-------- Excerpt

Further, it is critical to recognize that much of the data offered above is highly skewed toward the historically largest segment of the U.S. legal profession: white men. For instance, while Laband and Lentz’s analysis technically contains women, it is explicitly framed around fathers and sons. After clarifying that some parts of their data relies on all-male samples, they go on to add, “Although the wording is male oriented, it should be clear that the analysis generalizes to women, both mothers and daughters.” Today, women constitute the majority of all law school graduates in the United States and in many other regions in the world. A similar story can be told about race, albeit not as dramatic. Per the American Bar Association, in the 1987–88 academic year, total minority enrollment in approved U.S. law schools stood at 13,250. By the 2012–13 academic year, the number had risen to 35,914.

While there is no doubt that having a lawyer/parent may be correlated with the background socioeconomic indicators traditionally associated with career success, there is nothing determinate in this connection.

----------------
-------- Records provided

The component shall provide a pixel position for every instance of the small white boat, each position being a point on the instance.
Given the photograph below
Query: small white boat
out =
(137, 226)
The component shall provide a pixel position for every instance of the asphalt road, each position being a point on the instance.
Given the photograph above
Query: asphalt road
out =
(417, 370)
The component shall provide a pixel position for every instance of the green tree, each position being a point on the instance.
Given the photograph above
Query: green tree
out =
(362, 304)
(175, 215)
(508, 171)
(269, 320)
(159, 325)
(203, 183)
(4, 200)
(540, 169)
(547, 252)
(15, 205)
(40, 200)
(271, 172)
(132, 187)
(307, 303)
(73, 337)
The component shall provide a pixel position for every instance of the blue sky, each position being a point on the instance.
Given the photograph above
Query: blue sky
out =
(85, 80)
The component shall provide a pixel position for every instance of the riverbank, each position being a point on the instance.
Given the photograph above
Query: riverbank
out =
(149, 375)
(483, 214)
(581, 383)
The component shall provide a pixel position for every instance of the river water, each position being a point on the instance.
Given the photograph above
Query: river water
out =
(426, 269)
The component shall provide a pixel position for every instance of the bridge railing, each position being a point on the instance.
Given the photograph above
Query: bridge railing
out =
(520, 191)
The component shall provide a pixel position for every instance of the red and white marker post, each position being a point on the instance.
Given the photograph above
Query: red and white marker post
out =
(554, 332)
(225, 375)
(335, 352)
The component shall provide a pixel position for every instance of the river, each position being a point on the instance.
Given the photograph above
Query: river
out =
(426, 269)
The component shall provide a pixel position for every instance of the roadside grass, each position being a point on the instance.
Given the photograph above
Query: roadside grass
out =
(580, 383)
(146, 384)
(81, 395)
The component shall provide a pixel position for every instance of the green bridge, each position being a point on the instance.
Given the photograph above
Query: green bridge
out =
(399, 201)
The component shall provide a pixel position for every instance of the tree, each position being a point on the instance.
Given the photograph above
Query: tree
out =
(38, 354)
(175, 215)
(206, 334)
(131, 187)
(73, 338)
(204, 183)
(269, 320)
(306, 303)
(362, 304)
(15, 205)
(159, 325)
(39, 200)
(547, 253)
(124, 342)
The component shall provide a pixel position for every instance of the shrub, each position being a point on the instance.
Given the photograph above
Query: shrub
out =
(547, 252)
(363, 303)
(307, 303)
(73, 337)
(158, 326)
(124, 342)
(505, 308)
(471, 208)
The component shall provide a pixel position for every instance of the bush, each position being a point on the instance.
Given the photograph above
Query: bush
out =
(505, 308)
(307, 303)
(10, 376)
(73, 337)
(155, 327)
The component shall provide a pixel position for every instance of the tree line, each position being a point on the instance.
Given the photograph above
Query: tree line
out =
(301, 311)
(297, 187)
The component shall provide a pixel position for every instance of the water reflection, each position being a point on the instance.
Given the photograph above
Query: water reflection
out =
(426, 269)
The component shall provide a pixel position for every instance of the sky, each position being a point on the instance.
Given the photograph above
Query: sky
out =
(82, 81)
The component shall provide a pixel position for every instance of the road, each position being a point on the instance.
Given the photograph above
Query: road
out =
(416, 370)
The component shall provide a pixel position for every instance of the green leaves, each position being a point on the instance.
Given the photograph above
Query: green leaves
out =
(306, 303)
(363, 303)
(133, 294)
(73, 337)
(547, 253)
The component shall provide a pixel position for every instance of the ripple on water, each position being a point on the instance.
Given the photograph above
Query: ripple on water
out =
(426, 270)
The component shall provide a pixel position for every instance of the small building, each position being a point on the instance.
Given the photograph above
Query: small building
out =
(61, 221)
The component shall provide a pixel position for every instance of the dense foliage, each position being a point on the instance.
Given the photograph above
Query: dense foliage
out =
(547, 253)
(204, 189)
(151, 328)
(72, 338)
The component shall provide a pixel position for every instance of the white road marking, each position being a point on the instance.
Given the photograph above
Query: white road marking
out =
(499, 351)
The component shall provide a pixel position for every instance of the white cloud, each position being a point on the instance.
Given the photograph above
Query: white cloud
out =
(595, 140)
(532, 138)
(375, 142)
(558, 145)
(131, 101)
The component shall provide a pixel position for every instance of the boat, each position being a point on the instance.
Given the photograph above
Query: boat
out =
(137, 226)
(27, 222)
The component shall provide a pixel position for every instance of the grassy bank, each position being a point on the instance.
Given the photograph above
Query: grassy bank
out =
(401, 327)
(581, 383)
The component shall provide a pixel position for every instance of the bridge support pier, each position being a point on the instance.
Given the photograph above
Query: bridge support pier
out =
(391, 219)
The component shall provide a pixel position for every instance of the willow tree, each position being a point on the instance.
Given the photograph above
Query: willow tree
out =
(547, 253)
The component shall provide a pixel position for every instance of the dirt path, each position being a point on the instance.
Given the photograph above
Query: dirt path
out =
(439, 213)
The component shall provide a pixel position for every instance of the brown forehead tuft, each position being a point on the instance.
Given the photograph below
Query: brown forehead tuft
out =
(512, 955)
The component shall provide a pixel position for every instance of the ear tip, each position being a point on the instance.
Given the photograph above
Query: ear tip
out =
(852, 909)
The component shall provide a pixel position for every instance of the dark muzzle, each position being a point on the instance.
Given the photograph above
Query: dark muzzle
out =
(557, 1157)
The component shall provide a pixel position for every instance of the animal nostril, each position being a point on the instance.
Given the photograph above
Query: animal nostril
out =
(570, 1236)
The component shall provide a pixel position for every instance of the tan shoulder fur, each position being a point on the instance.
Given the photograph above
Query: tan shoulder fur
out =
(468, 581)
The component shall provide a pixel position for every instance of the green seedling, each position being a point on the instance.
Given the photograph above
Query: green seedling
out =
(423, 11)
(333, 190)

----------------
-------- Records provided

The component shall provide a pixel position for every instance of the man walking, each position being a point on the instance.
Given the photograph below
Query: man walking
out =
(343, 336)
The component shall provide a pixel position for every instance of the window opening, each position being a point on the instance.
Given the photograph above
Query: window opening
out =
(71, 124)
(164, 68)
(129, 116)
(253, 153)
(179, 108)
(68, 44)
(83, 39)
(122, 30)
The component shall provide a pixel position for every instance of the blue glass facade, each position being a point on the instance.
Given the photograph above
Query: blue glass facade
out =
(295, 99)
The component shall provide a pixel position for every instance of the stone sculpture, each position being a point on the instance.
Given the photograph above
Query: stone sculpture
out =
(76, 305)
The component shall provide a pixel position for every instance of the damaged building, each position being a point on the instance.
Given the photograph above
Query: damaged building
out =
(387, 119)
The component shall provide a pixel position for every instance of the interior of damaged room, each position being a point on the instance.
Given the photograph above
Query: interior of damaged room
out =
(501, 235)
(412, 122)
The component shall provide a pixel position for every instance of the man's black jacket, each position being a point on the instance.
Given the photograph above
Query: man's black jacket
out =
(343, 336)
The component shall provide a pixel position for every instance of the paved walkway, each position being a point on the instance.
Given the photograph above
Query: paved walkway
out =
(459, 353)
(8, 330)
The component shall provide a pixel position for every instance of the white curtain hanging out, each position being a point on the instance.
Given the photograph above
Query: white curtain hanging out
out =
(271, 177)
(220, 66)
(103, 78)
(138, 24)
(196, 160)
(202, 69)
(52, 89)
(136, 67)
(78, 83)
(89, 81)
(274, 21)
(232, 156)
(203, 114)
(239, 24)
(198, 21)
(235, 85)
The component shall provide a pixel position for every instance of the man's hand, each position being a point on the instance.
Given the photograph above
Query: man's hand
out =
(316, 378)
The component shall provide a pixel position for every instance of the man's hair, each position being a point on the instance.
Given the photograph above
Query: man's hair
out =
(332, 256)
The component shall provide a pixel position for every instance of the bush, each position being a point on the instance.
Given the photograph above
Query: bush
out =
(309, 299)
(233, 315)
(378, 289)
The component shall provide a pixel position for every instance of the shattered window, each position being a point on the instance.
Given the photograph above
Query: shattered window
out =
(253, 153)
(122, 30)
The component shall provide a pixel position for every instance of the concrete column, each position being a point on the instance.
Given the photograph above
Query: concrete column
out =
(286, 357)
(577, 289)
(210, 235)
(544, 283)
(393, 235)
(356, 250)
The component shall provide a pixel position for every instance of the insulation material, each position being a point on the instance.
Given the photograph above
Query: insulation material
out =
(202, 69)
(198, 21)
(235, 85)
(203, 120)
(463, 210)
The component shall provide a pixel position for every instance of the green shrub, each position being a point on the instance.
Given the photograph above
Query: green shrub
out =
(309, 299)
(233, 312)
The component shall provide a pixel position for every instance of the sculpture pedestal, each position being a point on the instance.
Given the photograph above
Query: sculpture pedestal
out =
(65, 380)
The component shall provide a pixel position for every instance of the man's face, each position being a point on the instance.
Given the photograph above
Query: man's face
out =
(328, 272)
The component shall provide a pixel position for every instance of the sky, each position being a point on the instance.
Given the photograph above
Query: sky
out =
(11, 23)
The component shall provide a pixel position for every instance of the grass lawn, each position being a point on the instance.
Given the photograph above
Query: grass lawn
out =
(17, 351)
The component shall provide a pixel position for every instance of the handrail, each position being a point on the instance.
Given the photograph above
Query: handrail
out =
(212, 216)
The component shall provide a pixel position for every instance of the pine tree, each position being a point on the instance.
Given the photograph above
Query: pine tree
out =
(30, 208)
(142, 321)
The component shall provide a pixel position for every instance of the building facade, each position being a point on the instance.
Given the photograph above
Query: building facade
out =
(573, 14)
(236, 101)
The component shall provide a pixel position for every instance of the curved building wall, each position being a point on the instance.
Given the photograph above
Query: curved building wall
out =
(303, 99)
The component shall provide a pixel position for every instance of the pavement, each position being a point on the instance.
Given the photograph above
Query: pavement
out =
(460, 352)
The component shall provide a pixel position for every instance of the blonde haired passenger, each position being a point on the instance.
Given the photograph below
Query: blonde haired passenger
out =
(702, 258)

----------------
-------- Records provided

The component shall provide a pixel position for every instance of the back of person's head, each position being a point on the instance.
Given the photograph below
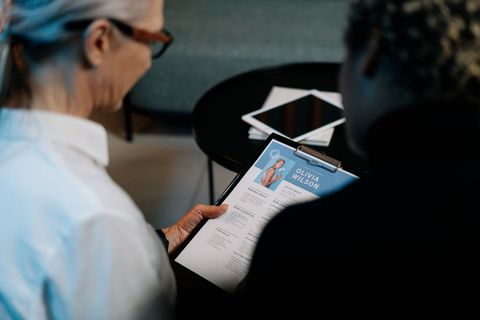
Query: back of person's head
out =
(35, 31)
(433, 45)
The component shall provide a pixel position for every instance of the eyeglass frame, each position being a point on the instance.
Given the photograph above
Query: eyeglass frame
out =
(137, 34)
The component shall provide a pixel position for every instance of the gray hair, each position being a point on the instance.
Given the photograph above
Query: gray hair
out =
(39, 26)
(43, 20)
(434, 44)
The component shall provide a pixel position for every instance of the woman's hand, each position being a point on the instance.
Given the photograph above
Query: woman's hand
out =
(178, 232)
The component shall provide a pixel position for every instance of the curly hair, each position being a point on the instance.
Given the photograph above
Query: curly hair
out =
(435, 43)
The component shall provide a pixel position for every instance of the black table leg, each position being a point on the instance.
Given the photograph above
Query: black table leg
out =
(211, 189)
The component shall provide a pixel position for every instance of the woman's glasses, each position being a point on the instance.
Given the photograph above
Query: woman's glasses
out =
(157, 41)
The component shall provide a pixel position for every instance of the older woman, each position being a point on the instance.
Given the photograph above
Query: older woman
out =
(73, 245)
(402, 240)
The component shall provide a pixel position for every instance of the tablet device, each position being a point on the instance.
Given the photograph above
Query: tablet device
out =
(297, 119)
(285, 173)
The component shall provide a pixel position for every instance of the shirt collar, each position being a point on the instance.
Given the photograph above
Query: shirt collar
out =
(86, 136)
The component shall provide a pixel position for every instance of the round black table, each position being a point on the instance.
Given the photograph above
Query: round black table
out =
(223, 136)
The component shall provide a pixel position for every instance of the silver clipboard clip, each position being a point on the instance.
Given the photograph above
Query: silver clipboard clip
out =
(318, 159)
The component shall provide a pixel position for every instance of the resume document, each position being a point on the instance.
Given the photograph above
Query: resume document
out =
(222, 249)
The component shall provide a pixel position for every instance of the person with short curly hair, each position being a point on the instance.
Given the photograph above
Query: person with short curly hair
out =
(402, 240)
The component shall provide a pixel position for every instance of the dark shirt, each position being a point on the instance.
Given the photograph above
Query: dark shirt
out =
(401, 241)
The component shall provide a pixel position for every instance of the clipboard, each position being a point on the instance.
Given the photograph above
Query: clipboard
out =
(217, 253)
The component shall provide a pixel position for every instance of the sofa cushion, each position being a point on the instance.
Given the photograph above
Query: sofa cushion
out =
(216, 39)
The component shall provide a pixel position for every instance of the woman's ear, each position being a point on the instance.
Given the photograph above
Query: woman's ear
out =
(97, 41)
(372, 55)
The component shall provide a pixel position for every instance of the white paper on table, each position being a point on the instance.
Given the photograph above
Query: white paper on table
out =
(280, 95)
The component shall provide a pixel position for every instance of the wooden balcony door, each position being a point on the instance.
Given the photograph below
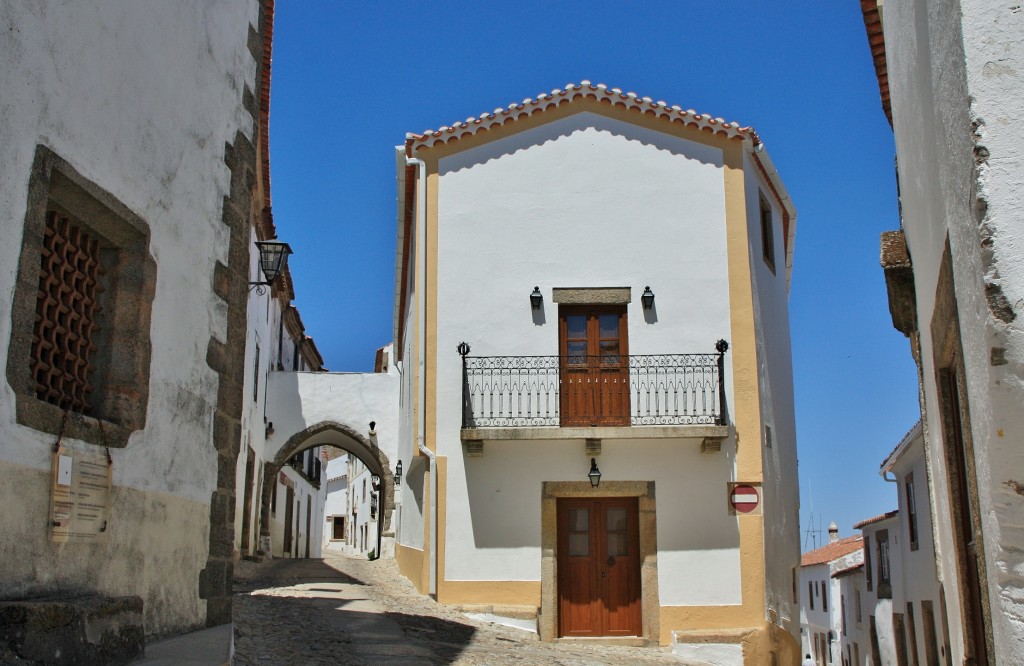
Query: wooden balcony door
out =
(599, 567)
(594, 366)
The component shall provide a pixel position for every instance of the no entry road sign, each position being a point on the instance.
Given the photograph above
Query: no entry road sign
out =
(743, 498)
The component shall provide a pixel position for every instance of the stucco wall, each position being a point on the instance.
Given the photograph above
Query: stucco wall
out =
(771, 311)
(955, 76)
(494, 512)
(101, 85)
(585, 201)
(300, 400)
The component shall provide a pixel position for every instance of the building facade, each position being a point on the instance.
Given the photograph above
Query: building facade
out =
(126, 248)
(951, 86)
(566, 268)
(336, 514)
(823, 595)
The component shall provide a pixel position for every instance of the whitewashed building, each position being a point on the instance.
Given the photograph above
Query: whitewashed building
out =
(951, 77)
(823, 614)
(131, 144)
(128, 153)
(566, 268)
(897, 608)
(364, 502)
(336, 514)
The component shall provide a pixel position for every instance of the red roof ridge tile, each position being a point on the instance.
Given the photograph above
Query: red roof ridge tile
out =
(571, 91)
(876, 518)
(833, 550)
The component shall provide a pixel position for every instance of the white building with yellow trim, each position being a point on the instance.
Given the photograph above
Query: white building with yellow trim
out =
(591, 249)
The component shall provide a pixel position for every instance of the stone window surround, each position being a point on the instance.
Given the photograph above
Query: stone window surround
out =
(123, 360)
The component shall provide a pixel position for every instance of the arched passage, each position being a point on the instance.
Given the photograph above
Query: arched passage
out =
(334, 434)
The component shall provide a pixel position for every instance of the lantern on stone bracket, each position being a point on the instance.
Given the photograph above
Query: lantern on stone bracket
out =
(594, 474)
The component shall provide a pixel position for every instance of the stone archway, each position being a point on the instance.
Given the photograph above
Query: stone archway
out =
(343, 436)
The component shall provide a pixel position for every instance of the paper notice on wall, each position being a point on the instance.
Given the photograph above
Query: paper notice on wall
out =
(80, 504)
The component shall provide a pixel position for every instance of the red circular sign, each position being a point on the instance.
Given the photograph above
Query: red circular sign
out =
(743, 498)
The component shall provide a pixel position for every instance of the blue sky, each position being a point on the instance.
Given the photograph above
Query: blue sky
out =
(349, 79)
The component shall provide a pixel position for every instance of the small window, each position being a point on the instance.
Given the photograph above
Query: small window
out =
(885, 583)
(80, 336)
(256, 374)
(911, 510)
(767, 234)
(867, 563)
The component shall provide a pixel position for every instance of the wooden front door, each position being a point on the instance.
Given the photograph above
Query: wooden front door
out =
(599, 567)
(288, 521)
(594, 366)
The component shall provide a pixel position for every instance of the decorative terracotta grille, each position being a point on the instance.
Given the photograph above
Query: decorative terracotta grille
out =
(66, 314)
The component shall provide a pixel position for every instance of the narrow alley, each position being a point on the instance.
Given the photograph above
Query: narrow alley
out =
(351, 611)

----------------

Task item -
Answer these about the excerpt on the U.S. legal profession:
1. Around what is Laband and Lentz's analysis explicitly framed?
2. According to the American Bar Association, what was total minority enrollment in approved U.S. law schools in the 1987–88 academic year?
3. What does the excerpt say having a lawyer/parent may be correlated with?

Response area -
1. Fathers and sons.
2. 13,250.
3. The background socioeconomic indicators traditionally associated with career success.